Written problem:
Reproduce the part of the listing that opens with the line containing "target: yellow headphone" and closes with the line containing "305 176 L 323", substituting "object" for "instance" and leaving everything else unchanged; give only those lines.

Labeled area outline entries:
# # # #

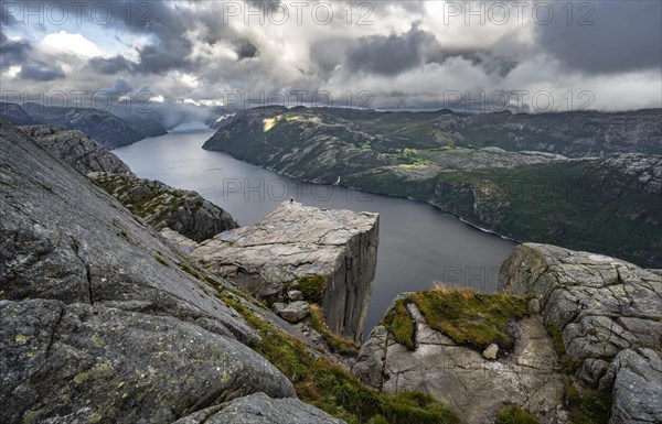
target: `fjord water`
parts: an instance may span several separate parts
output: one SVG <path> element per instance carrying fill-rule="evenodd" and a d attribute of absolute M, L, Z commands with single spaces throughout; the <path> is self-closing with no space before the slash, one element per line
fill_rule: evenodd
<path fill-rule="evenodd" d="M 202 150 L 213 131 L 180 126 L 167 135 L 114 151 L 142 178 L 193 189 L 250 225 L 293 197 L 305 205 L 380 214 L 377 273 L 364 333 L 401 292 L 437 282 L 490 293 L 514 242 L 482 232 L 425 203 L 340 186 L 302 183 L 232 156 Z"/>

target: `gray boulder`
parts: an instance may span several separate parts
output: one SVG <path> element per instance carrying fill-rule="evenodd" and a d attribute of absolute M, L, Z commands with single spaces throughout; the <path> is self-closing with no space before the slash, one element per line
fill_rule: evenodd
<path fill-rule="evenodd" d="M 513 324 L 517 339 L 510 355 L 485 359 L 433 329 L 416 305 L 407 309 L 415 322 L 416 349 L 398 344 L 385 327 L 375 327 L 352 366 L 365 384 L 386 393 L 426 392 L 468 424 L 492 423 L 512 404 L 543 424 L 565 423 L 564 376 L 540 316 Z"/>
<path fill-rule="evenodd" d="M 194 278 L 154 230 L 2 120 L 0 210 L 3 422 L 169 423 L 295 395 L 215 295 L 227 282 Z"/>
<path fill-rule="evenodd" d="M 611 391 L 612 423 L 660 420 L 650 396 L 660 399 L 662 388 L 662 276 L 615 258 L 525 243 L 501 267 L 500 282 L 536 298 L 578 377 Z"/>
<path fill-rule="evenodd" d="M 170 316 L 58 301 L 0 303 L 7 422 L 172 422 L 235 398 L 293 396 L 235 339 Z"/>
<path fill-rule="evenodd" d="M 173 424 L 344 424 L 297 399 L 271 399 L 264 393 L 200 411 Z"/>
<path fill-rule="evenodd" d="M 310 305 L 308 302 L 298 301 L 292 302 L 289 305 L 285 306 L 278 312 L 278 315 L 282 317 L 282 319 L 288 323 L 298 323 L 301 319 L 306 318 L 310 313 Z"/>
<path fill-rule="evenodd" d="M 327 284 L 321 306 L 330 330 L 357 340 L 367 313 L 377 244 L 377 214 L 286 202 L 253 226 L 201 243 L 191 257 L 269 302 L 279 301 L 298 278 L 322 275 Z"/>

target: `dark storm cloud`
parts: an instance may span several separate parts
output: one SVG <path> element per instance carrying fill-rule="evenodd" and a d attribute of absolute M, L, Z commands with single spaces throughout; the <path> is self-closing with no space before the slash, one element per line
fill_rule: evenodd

# # # #

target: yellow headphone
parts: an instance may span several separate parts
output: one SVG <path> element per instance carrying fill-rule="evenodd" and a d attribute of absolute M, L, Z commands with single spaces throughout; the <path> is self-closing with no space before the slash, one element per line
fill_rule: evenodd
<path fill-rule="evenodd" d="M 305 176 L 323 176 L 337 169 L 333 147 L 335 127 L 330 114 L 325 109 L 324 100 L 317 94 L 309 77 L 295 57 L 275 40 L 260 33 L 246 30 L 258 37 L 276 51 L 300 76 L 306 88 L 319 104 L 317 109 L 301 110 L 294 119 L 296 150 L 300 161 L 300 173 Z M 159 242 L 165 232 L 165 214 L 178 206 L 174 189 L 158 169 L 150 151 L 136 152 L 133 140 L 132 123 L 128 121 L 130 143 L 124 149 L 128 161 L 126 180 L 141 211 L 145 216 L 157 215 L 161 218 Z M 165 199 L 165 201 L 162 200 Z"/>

# # # #

Task answer:
target: yellow headphone
parts: an object may span several separate parts
output: one SVG <path> element per object carrying fill-rule="evenodd" and a d attribute of absolute M, L, Z commands with single spaces throughout; the <path> is self-closing with no space before the slash, one element per line
fill_rule: evenodd
<path fill-rule="evenodd" d="M 305 176 L 323 176 L 337 169 L 333 147 L 335 127 L 330 114 L 325 109 L 324 100 L 317 94 L 309 77 L 295 57 L 275 40 L 260 33 L 246 30 L 258 37 L 276 51 L 300 76 L 306 88 L 319 104 L 317 109 L 301 110 L 294 119 L 296 150 L 300 161 L 300 173 Z M 159 242 L 165 232 L 165 214 L 178 206 L 174 189 L 158 169 L 150 151 L 136 152 L 133 140 L 132 123 L 128 121 L 130 143 L 124 149 L 128 161 L 126 180 L 141 211 L 145 216 L 157 215 L 161 218 Z M 165 199 L 165 201 L 162 200 Z"/>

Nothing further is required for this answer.